-- What to do --
From the text below on slavery and witch trials in Scotland, quote the part that opens with the words "The institution of" and closes with "pp. 15, 16.".
*** Text segment ***
The institution of slavery was actually existent in Christian Scotland in the 17th century, where the white coal workers and salt workers of East Lothian were chattels, as were their negro brethren in the Southern States thirty years since; they "went to those who succeeded to the property of the works, and they could be sold, bartered, or pawned". (1) "There is", says J. M. Robertson, "no trace that the Protestant clergy of Scotland ever raised a voice against the slavery which grew up before their eyes. And it was not until 1799, after republican and irreligious France had set the example, that it was legally abolished."

1 "Perversion of Scotland," p. 197. 2 "Capital and Wages ",
pp. 15, 16.

Take further the gain to humanity consequent on the unbelief, or rather disbelief, in witchcraft and wizardry. Apart from the brutality by Christians towards those suspected of witchcraft, the hindrance to scientific initiative or experiment was incalculably great so long as belief in magic obtained. The inventions of the past two centuries, and especially those of the 18th century, might have benefitted mankind much earlier and much more largely, but for the foolish belief in witchcraft and the shocking ferocity exhibited against those suspected of necromancy. After quoting a large number of cases of trial and punishment for witchcraft from official records in Scotland, J. M. Robertson says: "The people seem to have passed from cruelty to cruelty precisely as they became more and more fanatical, more and more devoted to their Church, till after many generations the slow spread of human science began to counteract the ravages of superstition, the clergy resisting reason and humanity to the last".
*** End of Text segment ***
*** The data ***
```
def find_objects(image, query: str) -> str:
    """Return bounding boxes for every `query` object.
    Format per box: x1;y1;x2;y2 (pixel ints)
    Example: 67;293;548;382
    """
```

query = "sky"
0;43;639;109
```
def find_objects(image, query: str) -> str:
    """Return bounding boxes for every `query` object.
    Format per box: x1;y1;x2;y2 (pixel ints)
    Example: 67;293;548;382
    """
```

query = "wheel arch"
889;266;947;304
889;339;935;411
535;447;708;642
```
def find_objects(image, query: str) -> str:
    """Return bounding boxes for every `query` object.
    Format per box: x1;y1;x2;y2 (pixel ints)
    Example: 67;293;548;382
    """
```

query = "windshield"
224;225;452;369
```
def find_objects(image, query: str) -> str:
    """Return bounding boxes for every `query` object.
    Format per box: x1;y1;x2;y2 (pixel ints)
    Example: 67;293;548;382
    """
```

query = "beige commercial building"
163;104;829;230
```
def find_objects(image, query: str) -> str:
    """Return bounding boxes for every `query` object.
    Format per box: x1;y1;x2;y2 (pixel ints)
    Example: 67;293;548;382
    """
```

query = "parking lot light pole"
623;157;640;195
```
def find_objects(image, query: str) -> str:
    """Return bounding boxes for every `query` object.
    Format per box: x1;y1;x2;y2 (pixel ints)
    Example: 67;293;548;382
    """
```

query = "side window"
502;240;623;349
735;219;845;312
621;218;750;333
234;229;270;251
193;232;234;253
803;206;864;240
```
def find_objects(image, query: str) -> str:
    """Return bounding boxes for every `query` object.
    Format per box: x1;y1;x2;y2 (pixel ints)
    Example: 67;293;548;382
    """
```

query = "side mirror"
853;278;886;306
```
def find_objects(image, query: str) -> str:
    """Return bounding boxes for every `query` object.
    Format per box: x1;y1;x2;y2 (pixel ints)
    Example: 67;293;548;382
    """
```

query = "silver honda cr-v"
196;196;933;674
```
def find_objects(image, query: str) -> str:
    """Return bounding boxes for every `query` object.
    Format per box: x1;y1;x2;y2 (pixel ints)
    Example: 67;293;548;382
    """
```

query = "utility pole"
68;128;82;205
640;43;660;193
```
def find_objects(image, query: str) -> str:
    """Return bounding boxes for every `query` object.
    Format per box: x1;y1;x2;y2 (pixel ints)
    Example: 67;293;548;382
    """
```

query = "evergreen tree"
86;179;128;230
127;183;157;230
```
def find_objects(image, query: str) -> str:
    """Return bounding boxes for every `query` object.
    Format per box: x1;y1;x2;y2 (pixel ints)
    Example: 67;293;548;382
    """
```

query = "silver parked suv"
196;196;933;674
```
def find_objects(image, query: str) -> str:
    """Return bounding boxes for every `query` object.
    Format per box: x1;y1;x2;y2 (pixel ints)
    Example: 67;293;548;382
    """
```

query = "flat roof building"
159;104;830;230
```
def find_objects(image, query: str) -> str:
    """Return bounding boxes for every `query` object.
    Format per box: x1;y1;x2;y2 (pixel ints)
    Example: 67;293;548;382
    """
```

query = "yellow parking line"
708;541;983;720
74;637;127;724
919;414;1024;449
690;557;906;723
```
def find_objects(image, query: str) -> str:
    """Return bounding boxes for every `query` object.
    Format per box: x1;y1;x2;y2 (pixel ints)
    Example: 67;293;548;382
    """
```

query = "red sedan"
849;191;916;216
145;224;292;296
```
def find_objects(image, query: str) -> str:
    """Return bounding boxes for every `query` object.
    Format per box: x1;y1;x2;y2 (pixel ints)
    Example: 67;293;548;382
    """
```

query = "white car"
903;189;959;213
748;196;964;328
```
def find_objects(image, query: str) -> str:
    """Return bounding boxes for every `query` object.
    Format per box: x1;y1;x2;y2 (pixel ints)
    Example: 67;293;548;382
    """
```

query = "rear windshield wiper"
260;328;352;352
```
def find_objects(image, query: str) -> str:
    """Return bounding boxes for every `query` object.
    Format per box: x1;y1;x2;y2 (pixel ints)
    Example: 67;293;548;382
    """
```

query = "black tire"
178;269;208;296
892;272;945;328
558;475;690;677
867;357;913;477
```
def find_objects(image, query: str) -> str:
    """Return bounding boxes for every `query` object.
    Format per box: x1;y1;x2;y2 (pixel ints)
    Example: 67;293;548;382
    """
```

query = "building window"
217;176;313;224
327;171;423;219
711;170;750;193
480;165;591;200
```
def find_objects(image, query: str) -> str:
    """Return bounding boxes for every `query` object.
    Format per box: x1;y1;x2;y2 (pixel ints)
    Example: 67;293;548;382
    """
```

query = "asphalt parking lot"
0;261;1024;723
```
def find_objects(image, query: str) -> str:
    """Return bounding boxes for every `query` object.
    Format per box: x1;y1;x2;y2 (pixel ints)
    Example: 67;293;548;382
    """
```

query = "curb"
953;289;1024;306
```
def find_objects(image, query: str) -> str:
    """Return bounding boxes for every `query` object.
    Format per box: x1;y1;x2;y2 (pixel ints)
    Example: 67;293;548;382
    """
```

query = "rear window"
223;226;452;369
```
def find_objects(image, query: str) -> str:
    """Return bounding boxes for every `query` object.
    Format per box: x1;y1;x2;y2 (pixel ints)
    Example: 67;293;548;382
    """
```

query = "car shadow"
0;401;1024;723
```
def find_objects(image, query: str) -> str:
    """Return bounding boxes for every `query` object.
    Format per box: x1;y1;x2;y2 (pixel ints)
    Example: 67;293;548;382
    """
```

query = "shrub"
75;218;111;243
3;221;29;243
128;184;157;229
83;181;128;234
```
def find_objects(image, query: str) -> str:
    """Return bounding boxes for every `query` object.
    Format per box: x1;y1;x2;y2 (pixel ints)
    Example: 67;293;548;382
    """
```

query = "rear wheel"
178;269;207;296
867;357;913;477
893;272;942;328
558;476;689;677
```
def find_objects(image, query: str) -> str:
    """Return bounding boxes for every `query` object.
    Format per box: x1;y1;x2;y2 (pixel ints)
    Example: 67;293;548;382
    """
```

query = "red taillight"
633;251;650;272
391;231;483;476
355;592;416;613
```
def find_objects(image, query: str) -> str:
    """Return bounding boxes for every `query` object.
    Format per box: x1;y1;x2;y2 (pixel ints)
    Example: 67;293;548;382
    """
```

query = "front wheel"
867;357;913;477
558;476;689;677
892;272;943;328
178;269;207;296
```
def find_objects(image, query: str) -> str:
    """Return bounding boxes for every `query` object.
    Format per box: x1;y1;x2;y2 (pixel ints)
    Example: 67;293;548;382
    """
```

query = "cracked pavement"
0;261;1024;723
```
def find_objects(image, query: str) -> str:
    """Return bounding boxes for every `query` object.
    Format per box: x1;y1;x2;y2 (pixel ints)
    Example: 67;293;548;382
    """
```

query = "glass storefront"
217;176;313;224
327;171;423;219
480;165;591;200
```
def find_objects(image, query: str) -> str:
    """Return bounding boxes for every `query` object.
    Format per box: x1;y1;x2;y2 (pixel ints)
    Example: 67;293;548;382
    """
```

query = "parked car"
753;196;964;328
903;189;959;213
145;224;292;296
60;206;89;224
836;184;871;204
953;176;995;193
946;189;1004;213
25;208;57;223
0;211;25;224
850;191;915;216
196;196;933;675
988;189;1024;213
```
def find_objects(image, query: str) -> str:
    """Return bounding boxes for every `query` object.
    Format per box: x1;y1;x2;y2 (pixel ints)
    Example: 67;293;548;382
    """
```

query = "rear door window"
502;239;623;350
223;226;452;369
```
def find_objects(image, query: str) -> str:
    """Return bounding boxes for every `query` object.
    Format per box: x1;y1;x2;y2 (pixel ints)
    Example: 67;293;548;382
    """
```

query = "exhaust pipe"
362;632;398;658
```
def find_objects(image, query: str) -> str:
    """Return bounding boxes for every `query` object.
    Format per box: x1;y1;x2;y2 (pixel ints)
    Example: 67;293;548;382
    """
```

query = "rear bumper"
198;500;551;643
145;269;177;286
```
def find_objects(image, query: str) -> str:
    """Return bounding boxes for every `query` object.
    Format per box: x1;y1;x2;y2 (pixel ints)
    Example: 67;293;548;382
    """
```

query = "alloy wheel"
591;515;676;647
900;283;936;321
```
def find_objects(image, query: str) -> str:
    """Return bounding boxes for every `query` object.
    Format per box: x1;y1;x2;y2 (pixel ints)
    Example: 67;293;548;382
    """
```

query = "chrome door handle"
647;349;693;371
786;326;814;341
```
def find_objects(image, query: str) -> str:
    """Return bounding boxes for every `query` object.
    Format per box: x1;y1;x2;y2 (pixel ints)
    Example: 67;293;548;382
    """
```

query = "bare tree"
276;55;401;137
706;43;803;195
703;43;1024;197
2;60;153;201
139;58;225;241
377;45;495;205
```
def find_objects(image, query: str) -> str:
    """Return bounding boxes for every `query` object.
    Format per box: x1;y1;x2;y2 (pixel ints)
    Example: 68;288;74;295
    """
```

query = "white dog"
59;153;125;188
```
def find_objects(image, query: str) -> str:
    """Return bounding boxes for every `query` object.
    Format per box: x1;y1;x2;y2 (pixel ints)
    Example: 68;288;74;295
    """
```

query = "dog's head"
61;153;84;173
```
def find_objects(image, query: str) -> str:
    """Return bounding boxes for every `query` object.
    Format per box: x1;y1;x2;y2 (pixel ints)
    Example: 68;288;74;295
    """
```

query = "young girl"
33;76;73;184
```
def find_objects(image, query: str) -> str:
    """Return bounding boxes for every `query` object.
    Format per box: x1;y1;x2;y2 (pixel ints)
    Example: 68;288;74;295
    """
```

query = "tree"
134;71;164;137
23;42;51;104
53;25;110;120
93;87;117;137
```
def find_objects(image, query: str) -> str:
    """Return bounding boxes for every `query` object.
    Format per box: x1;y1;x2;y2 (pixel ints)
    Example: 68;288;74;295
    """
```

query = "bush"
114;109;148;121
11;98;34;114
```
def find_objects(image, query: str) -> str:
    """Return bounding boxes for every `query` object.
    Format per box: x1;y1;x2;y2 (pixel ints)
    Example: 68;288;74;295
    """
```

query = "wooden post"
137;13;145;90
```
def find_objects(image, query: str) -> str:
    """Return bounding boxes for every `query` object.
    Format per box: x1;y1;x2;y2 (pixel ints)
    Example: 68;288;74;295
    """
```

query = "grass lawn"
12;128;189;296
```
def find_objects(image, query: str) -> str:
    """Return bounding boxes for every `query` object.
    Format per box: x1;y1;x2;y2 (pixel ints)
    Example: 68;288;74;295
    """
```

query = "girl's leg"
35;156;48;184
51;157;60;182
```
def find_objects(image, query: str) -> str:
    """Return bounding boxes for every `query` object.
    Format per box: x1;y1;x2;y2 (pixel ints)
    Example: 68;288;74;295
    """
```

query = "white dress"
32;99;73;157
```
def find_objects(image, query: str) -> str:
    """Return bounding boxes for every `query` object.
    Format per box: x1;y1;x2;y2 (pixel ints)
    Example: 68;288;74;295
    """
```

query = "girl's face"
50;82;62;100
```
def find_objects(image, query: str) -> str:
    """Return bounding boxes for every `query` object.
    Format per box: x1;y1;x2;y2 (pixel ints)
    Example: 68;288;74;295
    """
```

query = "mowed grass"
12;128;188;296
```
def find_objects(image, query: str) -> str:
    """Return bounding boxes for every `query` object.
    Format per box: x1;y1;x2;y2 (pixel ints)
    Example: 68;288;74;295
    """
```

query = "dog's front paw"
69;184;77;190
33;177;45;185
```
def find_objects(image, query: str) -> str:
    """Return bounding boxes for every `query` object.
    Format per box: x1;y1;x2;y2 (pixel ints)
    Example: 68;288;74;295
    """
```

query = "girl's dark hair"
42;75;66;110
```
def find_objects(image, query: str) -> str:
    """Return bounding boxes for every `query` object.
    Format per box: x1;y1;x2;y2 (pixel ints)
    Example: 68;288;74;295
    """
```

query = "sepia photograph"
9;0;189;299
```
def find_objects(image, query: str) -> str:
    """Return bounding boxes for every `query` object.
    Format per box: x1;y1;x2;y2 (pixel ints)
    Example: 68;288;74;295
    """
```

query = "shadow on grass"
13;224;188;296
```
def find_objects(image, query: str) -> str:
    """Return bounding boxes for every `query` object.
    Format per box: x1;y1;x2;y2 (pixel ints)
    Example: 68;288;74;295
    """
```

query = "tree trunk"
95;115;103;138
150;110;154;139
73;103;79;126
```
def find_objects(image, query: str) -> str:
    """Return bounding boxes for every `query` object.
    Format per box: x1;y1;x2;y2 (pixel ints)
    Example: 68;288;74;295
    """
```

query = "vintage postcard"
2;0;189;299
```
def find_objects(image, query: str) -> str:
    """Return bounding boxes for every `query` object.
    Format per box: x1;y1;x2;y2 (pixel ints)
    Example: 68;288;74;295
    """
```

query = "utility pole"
*** End of The data ***
-- Reply to the exercise --
The institution of slavery was actually existent in Christian Scotland in the 17th century, where the white coal workers and salt workers of East Lothian were chattels, as were their negro brethren in the Southern States thirty years since; they "went to those who succeeded to the property of the works, and they could be sold, bartered, or pawned". (1) "There is", says J. M. Robertson, "no trace that the Protestant clergy of Scotland ever raised a voice against the slavery which grew up before their eyes. And it was not until 1799, after republican and irreligious France had set the example, that it was legally abolished."

1 "Perversion of Scotland," p. 197. 2 "Capital and Wages ",
pp. 15, 16.